# Material for this task start
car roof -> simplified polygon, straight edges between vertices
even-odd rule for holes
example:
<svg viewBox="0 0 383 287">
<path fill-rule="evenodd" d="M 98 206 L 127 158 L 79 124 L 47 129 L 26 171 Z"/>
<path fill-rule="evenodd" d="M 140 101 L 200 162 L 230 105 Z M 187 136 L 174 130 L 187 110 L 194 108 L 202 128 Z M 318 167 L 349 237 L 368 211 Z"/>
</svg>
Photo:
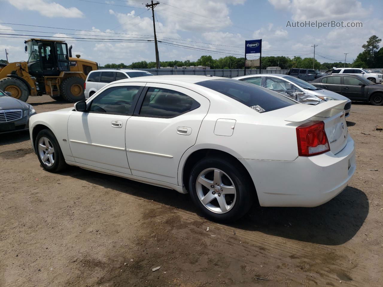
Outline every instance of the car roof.
<svg viewBox="0 0 383 287">
<path fill-rule="evenodd" d="M 123 72 L 125 73 L 133 72 L 142 72 L 150 73 L 149 71 L 142 71 L 141 70 L 133 70 L 132 69 L 100 69 L 99 70 L 95 70 L 93 71 L 91 71 L 89 72 L 89 73 L 95 72 Z"/>
</svg>

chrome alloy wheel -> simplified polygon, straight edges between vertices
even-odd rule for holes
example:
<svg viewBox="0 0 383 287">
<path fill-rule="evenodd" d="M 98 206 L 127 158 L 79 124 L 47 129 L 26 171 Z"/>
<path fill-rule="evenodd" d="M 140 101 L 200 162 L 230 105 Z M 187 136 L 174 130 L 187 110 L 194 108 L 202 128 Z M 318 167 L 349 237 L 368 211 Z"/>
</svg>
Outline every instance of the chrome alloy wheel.
<svg viewBox="0 0 383 287">
<path fill-rule="evenodd" d="M 39 140 L 39 155 L 47 166 L 51 166 L 54 163 L 54 149 L 51 141 L 45 137 Z"/>
<path fill-rule="evenodd" d="M 214 213 L 226 213 L 236 203 L 237 192 L 233 181 L 218 168 L 207 168 L 201 173 L 196 189 L 203 206 Z"/>
</svg>

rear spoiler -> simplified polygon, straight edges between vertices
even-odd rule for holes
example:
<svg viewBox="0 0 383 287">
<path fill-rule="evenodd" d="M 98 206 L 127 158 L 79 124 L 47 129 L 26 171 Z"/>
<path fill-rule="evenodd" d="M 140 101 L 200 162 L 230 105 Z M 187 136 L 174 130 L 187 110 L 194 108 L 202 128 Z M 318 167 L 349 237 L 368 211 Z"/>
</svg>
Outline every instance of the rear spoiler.
<svg viewBox="0 0 383 287">
<path fill-rule="evenodd" d="M 287 122 L 301 122 L 313 117 L 327 117 L 344 110 L 344 105 L 347 101 L 329 101 L 315 106 L 307 105 L 306 109 L 291 116 L 285 120 Z"/>
</svg>

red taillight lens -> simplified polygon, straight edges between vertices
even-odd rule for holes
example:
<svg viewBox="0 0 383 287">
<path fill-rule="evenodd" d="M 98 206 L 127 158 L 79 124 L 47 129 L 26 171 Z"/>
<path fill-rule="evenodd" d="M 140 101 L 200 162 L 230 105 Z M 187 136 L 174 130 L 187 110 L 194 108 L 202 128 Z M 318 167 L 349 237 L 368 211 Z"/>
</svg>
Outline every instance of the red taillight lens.
<svg viewBox="0 0 383 287">
<path fill-rule="evenodd" d="M 330 150 L 323 122 L 311 122 L 298 127 L 296 139 L 298 154 L 301 157 L 316 155 Z"/>
</svg>

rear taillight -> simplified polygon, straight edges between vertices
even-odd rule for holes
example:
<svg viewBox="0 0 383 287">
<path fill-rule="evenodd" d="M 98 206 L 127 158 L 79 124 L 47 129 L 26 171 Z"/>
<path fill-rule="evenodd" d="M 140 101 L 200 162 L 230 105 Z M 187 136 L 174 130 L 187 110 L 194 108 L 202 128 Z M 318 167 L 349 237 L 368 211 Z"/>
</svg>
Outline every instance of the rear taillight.
<svg viewBox="0 0 383 287">
<path fill-rule="evenodd" d="M 296 139 L 298 154 L 301 157 L 316 155 L 330 150 L 323 122 L 311 122 L 298 127 Z"/>
</svg>

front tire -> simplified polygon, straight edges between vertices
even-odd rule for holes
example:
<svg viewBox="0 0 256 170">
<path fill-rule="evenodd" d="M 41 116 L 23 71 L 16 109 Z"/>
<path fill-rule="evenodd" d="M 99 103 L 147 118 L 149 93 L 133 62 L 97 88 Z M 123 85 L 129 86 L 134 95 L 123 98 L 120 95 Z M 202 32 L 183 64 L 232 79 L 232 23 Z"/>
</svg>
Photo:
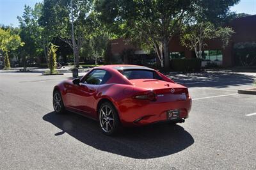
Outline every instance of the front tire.
<svg viewBox="0 0 256 170">
<path fill-rule="evenodd" d="M 110 102 L 104 102 L 98 111 L 99 123 L 103 134 L 108 135 L 116 134 L 120 128 L 120 120 L 117 111 Z"/>
<path fill-rule="evenodd" d="M 58 114 L 64 114 L 65 109 L 62 100 L 61 94 L 58 90 L 53 92 L 52 98 L 53 109 L 54 111 Z"/>
</svg>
# Material for this task end
Report each line of the rows above that contains the string "spoiler", copying every such line in full.

rear spoiler -> simplified polygon, straight edges between vertices
Outline every instance of the rear spoiler.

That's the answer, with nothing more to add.